• _Source extract_:
↓

Mario Maurer (, ; ) is a Thai actor and model. He was in the 2007 film The Love of Siam and the 2010 sleeper hit Crazy Little Thing Called Love. He was also in Thailand's highest grossing film of all time, Pee Mak alongside Davika Hoorne. He was part of a group called 4+1 Channel 3 Superstar with actors Nadech Kugimiya, Prin Suparat, Pakorn Chatborirak and Phupoom Pongpanu.

Early life and education 
Maurer was born to a German father and a Thai Chinese mother. He has an older brother named Marco, who is now a Thai rapper. Maurer graduated from Saint Dominic School and earned his bachelor's degree from the Faculty of Law, Ramkhamhaeng University. In 2017, he received his master's degree in Political Communication from Krirk University.

Modelling and film career 
At 16 years old, Maurer was approached at Siam Square to try out modeling. From then on, he started doing photo shoots, commercials and music videos. In 2007, he made his feature film debut in a leading role in The Love of Siam, written and directed by Chukiat Sakweerakul. The role "Tong" brought him many accolades and instant fame far beyond Thailand's borders. Commenting on his new-found fame, "I didn't want to do it, acting wasn't on my to-do list." He decided to do the movie because he trusted director Chukiat and the movie would give him many opportunities. He would be making money to help his family. He became famous in this film because of his gay role.

↑

• _Stated problem_: Pick up the Mario Maurer biography after its last sentence and extend it. The data that comes after this has no connection to the text.

• _Extracted information_:

↓

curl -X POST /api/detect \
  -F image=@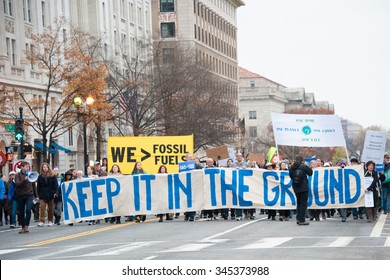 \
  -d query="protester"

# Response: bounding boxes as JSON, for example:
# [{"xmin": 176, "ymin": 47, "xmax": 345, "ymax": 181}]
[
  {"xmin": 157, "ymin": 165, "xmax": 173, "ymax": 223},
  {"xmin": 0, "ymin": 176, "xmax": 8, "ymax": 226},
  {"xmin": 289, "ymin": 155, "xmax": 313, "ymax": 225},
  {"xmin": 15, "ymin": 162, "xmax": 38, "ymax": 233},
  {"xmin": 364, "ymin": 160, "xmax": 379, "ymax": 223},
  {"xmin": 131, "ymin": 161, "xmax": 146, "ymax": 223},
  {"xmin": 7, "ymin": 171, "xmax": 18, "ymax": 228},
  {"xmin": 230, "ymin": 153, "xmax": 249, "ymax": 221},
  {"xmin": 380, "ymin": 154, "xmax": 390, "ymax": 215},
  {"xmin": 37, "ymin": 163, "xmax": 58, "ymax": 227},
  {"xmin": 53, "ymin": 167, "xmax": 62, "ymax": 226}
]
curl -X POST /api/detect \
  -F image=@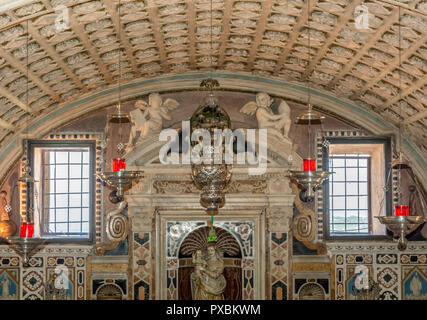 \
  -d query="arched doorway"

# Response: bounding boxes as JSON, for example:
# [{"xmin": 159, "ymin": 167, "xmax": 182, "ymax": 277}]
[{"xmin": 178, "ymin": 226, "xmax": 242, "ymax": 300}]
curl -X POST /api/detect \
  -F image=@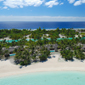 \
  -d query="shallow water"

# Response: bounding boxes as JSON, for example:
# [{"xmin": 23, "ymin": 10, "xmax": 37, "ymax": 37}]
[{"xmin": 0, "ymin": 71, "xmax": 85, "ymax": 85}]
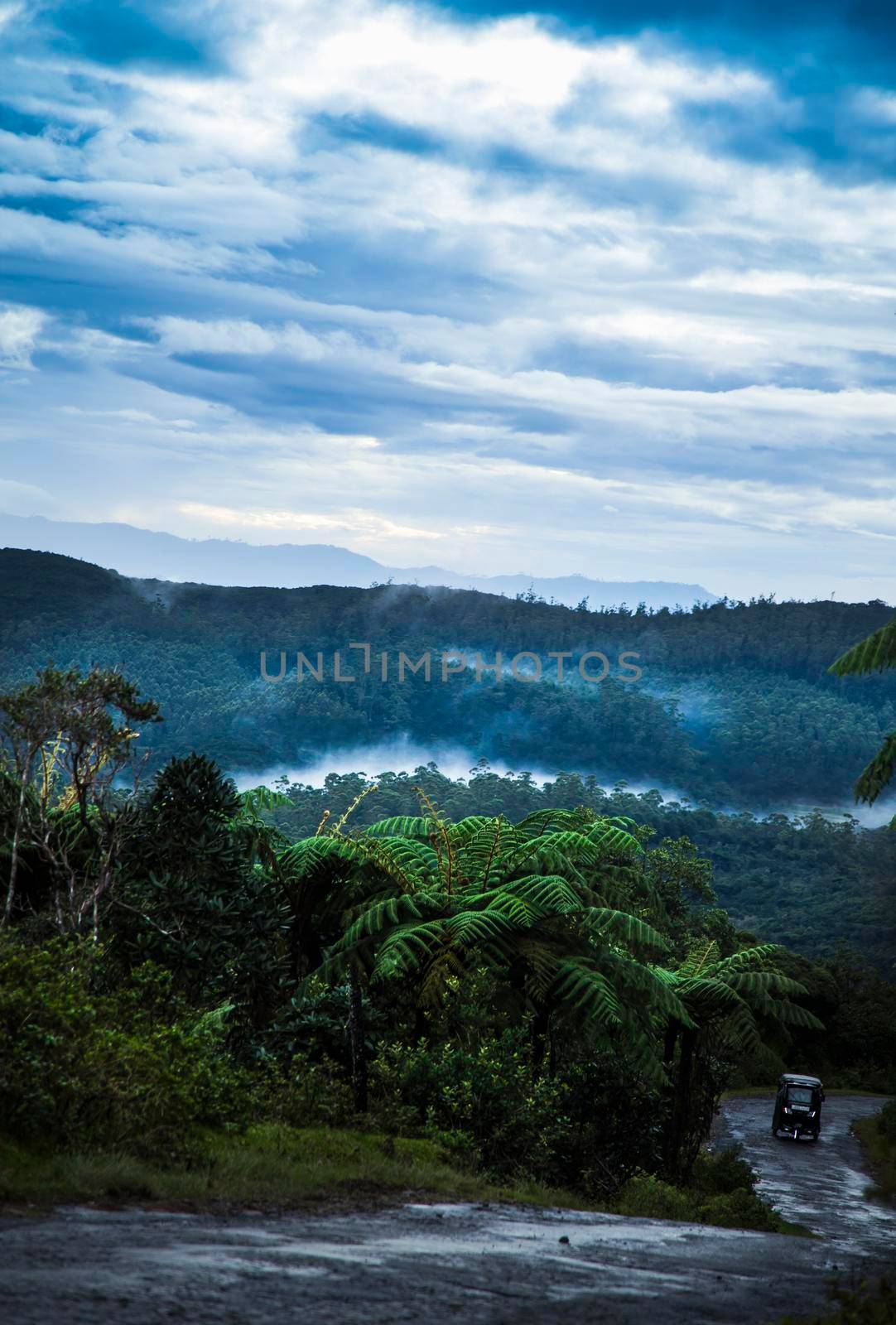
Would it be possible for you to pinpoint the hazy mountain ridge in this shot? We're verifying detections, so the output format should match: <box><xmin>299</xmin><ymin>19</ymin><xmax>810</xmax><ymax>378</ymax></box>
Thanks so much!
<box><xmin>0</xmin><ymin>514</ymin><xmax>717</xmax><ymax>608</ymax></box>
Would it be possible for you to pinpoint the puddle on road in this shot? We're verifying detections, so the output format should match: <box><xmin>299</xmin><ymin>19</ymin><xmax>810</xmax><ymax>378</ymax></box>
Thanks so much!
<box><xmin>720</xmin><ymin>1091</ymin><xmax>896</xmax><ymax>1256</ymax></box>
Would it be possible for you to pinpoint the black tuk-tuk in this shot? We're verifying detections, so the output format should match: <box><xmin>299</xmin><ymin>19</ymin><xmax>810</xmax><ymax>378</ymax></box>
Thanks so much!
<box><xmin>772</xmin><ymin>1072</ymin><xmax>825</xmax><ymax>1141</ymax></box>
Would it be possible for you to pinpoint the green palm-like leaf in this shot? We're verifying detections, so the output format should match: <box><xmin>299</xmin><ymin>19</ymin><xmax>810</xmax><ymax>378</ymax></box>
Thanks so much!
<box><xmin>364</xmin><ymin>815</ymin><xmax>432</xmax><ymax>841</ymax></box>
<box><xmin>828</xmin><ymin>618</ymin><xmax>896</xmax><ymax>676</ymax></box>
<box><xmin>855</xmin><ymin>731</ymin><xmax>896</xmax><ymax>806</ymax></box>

↑

• _Reply_:
He won the Best Actor award in the Starpics Thai Films Awards, and was also nominated in the Bangkok Critics Assembly and Star Entertainment Awards.

Director Bhandit Rittakol had approached Maurer for Boonchu 9, but he was tied up with other projects. He was cast in the 2008 film by Chatchai Naksuriya, Friendship. The film is set around 1983. Maurer starred opposite Apinya Sakuljaroensuk, as 12th grade student. That same year, he appeared in a segment of the four-story anthology 4 Romance, (segment "Joob" or Kiss) directed by Rashane Limtrakul. Maurer's projects after 2008 included a comedy-horror film written and directed by Yuthlert Sippapak,  Rahtree Reborn, scheduled for release in April 2009, in which he starred opposite Chermarn Boonyasak.

Maurer gained popularity after he starred in the 2010 film First Love and Thailand's highest grossing film of all time, Pee Mak.

Other work 

Maurer teamed up with his older brother Marco in the hip hop duo "PsyCho & Lil'Mario". They released their debut PsyCho & Lil'Mario: Dem Crazy Boyz on 31 October 2007. Maurer worked as a hypeman in this album. He would later on describe it as "just for fun. I know myself – I'm not a singer. That's not my dream."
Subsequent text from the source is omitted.